↓↓↓

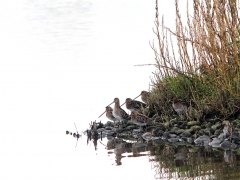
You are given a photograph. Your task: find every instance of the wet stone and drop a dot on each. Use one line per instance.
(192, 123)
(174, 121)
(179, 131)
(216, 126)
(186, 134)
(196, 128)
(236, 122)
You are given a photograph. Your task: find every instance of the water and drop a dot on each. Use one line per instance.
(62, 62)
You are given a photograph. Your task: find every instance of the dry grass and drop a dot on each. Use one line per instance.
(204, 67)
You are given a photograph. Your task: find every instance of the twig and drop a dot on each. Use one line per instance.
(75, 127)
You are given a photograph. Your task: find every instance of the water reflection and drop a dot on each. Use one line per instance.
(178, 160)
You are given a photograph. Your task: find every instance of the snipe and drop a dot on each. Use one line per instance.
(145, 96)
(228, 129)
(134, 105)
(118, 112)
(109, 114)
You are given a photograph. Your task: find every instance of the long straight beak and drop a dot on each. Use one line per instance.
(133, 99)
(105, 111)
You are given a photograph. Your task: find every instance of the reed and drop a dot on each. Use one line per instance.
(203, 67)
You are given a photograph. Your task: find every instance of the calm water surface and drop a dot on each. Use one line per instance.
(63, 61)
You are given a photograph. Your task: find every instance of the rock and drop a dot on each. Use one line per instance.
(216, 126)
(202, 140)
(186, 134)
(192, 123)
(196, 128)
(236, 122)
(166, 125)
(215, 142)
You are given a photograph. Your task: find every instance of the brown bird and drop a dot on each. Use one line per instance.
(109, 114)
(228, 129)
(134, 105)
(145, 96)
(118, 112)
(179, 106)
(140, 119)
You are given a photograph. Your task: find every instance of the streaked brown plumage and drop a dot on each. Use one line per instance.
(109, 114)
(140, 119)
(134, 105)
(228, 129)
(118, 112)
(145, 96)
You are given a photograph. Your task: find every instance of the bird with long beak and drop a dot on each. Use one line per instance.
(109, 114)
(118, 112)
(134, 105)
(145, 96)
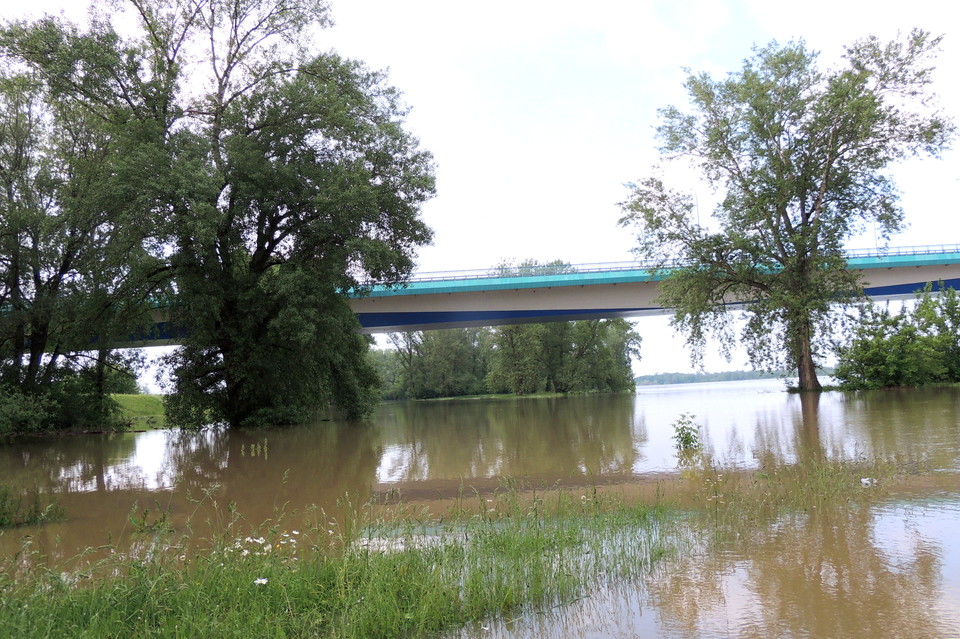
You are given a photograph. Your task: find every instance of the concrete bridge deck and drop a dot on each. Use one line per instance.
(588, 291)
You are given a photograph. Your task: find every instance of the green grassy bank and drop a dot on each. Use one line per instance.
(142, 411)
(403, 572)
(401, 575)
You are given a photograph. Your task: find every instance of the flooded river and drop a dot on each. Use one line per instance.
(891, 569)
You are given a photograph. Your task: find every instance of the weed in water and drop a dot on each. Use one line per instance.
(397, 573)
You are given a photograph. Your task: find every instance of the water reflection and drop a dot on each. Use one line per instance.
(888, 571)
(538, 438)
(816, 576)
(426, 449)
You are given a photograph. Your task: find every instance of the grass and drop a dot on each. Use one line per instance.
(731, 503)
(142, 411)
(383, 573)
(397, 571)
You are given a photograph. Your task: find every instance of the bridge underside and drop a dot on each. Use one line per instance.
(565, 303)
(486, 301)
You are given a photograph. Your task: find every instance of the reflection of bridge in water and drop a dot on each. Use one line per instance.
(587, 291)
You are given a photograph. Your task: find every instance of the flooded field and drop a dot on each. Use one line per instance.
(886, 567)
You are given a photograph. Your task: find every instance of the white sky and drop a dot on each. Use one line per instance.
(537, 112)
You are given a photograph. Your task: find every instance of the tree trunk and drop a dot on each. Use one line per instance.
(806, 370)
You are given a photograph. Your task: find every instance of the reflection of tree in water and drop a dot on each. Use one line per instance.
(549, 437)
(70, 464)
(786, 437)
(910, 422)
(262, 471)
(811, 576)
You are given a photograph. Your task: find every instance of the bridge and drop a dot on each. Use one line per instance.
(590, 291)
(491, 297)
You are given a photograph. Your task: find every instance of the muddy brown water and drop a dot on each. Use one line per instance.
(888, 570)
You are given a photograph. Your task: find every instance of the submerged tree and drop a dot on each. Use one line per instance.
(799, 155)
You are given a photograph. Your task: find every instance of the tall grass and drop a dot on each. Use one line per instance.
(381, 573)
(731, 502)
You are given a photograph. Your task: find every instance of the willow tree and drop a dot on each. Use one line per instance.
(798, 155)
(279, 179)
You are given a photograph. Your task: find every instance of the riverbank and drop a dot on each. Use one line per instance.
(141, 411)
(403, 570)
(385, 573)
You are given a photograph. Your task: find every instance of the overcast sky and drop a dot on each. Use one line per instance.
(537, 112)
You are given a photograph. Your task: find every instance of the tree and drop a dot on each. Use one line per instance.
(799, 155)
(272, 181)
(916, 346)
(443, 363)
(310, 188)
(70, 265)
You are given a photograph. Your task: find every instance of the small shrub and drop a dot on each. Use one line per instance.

↑↑↑
↓↓↓

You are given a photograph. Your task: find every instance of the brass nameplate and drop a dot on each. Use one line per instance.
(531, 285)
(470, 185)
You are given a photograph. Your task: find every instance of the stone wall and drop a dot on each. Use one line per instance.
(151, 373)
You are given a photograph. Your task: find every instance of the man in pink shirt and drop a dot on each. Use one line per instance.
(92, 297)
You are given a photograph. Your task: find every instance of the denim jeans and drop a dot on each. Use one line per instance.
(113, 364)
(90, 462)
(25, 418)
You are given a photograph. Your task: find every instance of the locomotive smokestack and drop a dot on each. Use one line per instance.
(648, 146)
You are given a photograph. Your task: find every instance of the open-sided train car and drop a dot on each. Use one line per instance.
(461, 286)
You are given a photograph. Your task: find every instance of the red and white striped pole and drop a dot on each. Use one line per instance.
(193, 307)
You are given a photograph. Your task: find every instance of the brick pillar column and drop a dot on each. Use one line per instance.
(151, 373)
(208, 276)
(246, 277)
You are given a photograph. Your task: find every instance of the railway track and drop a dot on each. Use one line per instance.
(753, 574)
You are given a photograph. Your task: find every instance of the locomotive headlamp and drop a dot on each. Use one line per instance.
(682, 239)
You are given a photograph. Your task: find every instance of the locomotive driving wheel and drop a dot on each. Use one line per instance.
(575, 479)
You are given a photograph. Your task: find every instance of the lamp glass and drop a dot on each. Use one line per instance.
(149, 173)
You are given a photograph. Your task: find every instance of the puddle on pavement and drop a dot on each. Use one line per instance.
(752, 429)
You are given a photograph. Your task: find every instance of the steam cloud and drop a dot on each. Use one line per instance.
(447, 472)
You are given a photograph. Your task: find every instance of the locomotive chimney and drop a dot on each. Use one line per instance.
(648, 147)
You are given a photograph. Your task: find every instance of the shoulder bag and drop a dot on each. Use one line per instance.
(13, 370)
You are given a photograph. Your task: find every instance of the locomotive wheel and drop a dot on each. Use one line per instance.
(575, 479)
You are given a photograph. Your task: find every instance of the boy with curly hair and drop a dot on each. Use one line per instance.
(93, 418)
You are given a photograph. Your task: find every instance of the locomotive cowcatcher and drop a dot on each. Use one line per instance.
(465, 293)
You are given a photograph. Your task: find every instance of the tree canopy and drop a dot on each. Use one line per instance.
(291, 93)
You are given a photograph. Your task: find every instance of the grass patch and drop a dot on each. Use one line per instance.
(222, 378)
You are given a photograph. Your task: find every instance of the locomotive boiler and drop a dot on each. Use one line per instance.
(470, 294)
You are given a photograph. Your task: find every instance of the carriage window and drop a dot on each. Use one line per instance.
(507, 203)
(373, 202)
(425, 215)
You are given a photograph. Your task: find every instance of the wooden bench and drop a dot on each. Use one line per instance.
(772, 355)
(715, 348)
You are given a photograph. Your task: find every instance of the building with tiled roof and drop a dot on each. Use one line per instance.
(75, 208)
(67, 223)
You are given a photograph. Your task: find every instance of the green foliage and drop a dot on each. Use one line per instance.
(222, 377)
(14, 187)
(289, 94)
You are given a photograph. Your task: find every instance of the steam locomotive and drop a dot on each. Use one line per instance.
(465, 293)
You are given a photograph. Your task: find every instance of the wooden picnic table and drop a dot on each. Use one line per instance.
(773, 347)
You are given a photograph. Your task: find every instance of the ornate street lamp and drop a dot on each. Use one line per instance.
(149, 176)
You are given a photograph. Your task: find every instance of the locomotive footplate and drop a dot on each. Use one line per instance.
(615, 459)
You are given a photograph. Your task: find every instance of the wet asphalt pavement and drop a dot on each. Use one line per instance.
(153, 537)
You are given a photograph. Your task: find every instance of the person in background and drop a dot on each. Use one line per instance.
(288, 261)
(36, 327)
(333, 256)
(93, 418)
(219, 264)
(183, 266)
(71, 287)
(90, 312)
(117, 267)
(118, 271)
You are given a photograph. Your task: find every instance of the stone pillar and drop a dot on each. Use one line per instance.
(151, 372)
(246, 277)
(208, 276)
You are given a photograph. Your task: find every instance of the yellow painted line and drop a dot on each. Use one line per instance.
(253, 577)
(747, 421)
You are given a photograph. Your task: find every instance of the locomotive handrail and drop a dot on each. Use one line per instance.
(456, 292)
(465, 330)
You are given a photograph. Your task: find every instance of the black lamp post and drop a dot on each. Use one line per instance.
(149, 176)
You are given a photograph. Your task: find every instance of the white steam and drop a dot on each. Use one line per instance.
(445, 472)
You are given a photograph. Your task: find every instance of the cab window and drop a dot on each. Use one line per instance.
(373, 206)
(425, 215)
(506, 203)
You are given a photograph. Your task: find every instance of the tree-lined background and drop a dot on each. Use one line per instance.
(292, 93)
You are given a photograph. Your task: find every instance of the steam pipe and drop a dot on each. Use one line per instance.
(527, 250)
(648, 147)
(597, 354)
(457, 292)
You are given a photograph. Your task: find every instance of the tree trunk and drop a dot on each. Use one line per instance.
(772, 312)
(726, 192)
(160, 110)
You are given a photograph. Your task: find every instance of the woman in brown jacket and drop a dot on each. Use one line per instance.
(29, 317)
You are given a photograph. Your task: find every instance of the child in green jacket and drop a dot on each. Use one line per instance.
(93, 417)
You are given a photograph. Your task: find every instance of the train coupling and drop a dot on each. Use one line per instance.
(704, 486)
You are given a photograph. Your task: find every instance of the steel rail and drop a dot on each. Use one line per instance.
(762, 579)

↑↑↑

**TASK TO COMPLETE**
Look above for the line holding "reflection of tree" and the line holding "of the small". Retype both, and every line between them, word for word and nothing else.

**SOLUTION TO THIS EXERCISE**
You are given a photograph. Your task: find every instance of the reflection of tree in water and drop a dot on each. Use one line per instance.
(549, 437)
(70, 464)
(786, 437)
(910, 422)
(262, 471)
(811, 576)
You are given a photograph. Your task: find every instance of the bridge and drop a dot on each. Use one line per instance.
(590, 291)
(491, 297)
You are given a photograph. Your task: find every instance of the muddy brown water and drop a dot on each. Use one line per instance.
(888, 570)
You are given a photograph. Your task: find every instance of the submerged tree and drop a dot on each. Use one line per instance.
(799, 155)
You are given a photograph. Your task: find every instance of the tall grass and drop a dot on each. Use one line per instance.
(381, 573)
(731, 502)
You are given a photograph. Your task: find every instance of the willow tree and drop a dot on each. Use one line per instance.
(798, 155)
(279, 179)
You are given a photograph. Your task: find every instance of the riverbank and drop a dot on each. Use one line per instance.
(141, 411)
(403, 570)
(385, 573)
You are given a photograph. Your task: find every instance of the overcast sky and drop a dot on each. Use one line per instance.
(537, 112)
You are given a photograph. Your task: find every instance of the tree and drop a dot on each. Use one line per instance.
(799, 155)
(272, 181)
(916, 346)
(443, 363)
(310, 188)
(70, 265)
You are given a photograph. Your task: find every instance of the small shrub and drop a dot on each. Use one line per instance.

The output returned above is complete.